- Exercise goal: Make your reply a word-for-word repeat of the records.

- Recorded data:

******

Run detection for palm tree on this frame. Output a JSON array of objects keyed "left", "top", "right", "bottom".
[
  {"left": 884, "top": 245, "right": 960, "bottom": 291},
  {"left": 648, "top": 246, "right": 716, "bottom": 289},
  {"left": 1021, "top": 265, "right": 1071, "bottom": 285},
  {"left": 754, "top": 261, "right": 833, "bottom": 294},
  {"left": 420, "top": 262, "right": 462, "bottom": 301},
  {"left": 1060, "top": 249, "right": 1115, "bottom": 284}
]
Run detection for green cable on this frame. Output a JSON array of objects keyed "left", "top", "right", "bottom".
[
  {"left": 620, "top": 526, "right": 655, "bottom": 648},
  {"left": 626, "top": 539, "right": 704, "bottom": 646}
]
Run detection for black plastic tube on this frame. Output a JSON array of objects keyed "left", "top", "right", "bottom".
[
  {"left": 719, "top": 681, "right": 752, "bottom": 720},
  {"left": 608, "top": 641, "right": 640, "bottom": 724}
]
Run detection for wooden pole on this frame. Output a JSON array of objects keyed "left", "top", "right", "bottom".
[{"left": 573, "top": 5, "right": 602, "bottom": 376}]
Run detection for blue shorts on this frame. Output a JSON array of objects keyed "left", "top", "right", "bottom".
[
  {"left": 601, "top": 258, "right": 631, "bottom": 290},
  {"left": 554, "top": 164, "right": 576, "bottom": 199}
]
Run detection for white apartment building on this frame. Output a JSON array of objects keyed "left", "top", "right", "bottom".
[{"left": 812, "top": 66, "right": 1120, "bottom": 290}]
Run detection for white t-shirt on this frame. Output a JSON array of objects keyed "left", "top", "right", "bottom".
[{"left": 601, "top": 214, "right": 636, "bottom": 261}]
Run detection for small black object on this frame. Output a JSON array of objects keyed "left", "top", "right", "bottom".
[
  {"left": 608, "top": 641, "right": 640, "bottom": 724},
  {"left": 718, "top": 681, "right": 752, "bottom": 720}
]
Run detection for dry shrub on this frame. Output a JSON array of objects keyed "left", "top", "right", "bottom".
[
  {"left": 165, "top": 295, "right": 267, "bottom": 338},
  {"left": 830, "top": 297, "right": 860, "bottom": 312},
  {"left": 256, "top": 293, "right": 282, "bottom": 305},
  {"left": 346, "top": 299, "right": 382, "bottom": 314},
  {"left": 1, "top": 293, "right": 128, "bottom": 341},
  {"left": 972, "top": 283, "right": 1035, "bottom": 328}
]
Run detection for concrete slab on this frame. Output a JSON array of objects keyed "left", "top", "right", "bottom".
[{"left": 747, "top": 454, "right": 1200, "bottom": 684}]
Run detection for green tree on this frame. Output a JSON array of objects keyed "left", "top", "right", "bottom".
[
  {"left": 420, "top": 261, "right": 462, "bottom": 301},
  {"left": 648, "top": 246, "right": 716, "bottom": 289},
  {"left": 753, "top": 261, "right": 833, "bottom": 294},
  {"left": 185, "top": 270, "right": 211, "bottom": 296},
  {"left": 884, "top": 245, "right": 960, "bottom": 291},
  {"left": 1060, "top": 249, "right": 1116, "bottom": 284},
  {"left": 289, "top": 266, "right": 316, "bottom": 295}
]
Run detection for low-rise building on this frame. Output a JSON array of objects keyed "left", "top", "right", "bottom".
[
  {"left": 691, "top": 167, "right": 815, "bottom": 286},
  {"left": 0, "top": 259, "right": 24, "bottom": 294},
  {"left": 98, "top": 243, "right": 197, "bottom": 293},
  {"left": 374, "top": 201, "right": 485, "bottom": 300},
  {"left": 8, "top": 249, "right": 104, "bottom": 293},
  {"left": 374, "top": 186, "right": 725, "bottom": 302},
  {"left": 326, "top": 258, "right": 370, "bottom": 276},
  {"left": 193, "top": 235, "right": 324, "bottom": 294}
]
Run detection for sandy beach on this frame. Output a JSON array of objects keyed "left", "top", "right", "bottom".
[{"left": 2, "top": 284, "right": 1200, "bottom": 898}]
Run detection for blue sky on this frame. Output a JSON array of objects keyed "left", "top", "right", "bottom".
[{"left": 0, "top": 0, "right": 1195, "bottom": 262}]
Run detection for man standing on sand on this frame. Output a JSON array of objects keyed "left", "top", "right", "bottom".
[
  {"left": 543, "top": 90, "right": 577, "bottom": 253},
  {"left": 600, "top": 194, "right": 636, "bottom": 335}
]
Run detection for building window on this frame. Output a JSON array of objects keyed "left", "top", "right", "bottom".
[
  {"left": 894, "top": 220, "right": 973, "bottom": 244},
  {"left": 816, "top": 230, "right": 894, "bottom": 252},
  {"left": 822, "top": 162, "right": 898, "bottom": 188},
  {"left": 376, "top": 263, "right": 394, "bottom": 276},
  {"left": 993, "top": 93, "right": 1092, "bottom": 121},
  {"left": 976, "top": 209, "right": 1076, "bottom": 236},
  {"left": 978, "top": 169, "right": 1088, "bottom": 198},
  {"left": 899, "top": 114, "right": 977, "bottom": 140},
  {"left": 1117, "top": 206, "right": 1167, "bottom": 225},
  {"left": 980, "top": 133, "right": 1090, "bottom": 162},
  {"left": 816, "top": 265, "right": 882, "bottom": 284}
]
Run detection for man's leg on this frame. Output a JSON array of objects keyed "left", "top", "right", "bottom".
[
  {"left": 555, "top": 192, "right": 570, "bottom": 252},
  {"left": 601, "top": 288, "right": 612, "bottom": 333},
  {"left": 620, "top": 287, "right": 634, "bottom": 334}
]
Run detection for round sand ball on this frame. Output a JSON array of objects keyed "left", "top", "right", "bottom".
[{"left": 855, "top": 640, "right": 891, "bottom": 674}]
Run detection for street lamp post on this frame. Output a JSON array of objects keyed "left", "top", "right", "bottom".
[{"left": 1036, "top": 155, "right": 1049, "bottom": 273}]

******

- Solution to this exercise:
Run detection for palm tree on this frame. Output a JSON array of objects keyed "left", "top", "right", "bottom".
[
  {"left": 884, "top": 245, "right": 960, "bottom": 291},
  {"left": 648, "top": 246, "right": 716, "bottom": 289},
  {"left": 1021, "top": 265, "right": 1071, "bottom": 285},
  {"left": 754, "top": 261, "right": 833, "bottom": 294},
  {"left": 420, "top": 262, "right": 462, "bottom": 301},
  {"left": 1060, "top": 249, "right": 1115, "bottom": 284}
]
Run detection for green cable on this frame. Output a JSON array of objects keyed "left", "top", "right", "bottom".
[
  {"left": 620, "top": 526, "right": 655, "bottom": 648},
  {"left": 626, "top": 539, "right": 704, "bottom": 646}
]
Run detection for black plastic tube on this frame. Output a JSON array of objects keyed "left", "top", "right", "bottom".
[
  {"left": 719, "top": 681, "right": 752, "bottom": 720},
  {"left": 608, "top": 641, "right": 640, "bottom": 724}
]
Run detection for wooden pole on this frame. Output a JSON array of objects keyed "left", "top", "right", "bottom".
[{"left": 573, "top": 5, "right": 602, "bottom": 376}]
Run detection for blue shorts on this frame. Output a JSON array of objects keyed "left", "top", "right", "bottom".
[
  {"left": 601, "top": 258, "right": 631, "bottom": 290},
  {"left": 554, "top": 164, "right": 576, "bottom": 199}
]
Run detection for white apartment building on this frame. Output a JSON array of objects keyed "left", "top", "right", "bottom".
[{"left": 812, "top": 66, "right": 1120, "bottom": 290}]
Run detection for white t-shirt on this frame. Output a JSON array of objects keyed "left", "top", "right", "bottom".
[{"left": 601, "top": 214, "right": 636, "bottom": 261}]
Run detection for small black object on this frame. Output a JSON array of objects keyed "left", "top", "right", "bottom".
[
  {"left": 608, "top": 641, "right": 640, "bottom": 724},
  {"left": 718, "top": 681, "right": 752, "bottom": 720}
]
Run detection for dry shrub on this frame. Output a JSON array of objects keyed "left", "top", "right", "bottom".
[
  {"left": 165, "top": 295, "right": 267, "bottom": 338},
  {"left": 830, "top": 297, "right": 860, "bottom": 312},
  {"left": 256, "top": 293, "right": 282, "bottom": 305},
  {"left": 346, "top": 299, "right": 382, "bottom": 314},
  {"left": 1, "top": 293, "right": 128, "bottom": 341},
  {"left": 972, "top": 283, "right": 1035, "bottom": 328}
]
Run detection for concrete slab on this frame. Output a JSON array of objects keyed "left", "top", "right", "bottom".
[{"left": 747, "top": 454, "right": 1200, "bottom": 684}]
Run detection for green tree on this frame. Output a JSON array of objects keyed "left", "top", "right", "bottom".
[
  {"left": 420, "top": 261, "right": 462, "bottom": 301},
  {"left": 648, "top": 246, "right": 716, "bottom": 289},
  {"left": 753, "top": 261, "right": 833, "bottom": 294},
  {"left": 185, "top": 270, "right": 211, "bottom": 296},
  {"left": 884, "top": 245, "right": 960, "bottom": 291},
  {"left": 1060, "top": 249, "right": 1116, "bottom": 284},
  {"left": 289, "top": 266, "right": 316, "bottom": 295}
]
Run detection for low-rise building on this frame. Output a JSON array of objects keyed "left", "top", "right", "bottom".
[
  {"left": 691, "top": 167, "right": 815, "bottom": 286},
  {"left": 0, "top": 259, "right": 24, "bottom": 294},
  {"left": 98, "top": 243, "right": 197, "bottom": 293},
  {"left": 374, "top": 201, "right": 485, "bottom": 300},
  {"left": 8, "top": 249, "right": 104, "bottom": 293},
  {"left": 374, "top": 186, "right": 725, "bottom": 302},
  {"left": 326, "top": 258, "right": 370, "bottom": 276},
  {"left": 193, "top": 235, "right": 324, "bottom": 294}
]
Run detection for sandy beach on this frame. Output a JSON array of objects keyed "left", "top", "right", "bottom".
[{"left": 2, "top": 284, "right": 1200, "bottom": 898}]
Run detection for blue sky on this frame. Output a JSON array of objects keyed "left", "top", "right", "bottom".
[{"left": 0, "top": 0, "right": 1195, "bottom": 262}]
Run detection for man standing on sand on this frame. Output a JSON array of objects keyed "left", "top", "right", "bottom".
[
  {"left": 543, "top": 90, "right": 577, "bottom": 253},
  {"left": 600, "top": 194, "right": 636, "bottom": 335}
]
Run detection for building window on this frame. Output a JSON array of objects keyed "left", "top", "right", "bottom".
[
  {"left": 894, "top": 220, "right": 973, "bottom": 244},
  {"left": 816, "top": 230, "right": 894, "bottom": 252},
  {"left": 822, "top": 162, "right": 898, "bottom": 188},
  {"left": 376, "top": 263, "right": 394, "bottom": 276},
  {"left": 993, "top": 93, "right": 1092, "bottom": 121},
  {"left": 976, "top": 209, "right": 1076, "bottom": 236},
  {"left": 978, "top": 169, "right": 1088, "bottom": 198},
  {"left": 899, "top": 114, "right": 977, "bottom": 140},
  {"left": 1117, "top": 206, "right": 1167, "bottom": 225},
  {"left": 980, "top": 133, "right": 1090, "bottom": 162},
  {"left": 816, "top": 265, "right": 882, "bottom": 284}
]
Run detection for man's leg on this frame. Output a JSON array of objects keyed "left", "top", "right", "bottom".
[
  {"left": 555, "top": 192, "right": 570, "bottom": 252},
  {"left": 601, "top": 288, "right": 612, "bottom": 333},
  {"left": 620, "top": 287, "right": 634, "bottom": 334}
]
Run detection for round sand ball on this frame. Output a JSON array of objects keyed "left", "top", "right", "bottom".
[{"left": 855, "top": 640, "right": 891, "bottom": 674}]
Run detection for street lamp post on this frame. Output a JSON array of objects keyed "left", "top", "right", "bottom".
[{"left": 1036, "top": 155, "right": 1049, "bottom": 273}]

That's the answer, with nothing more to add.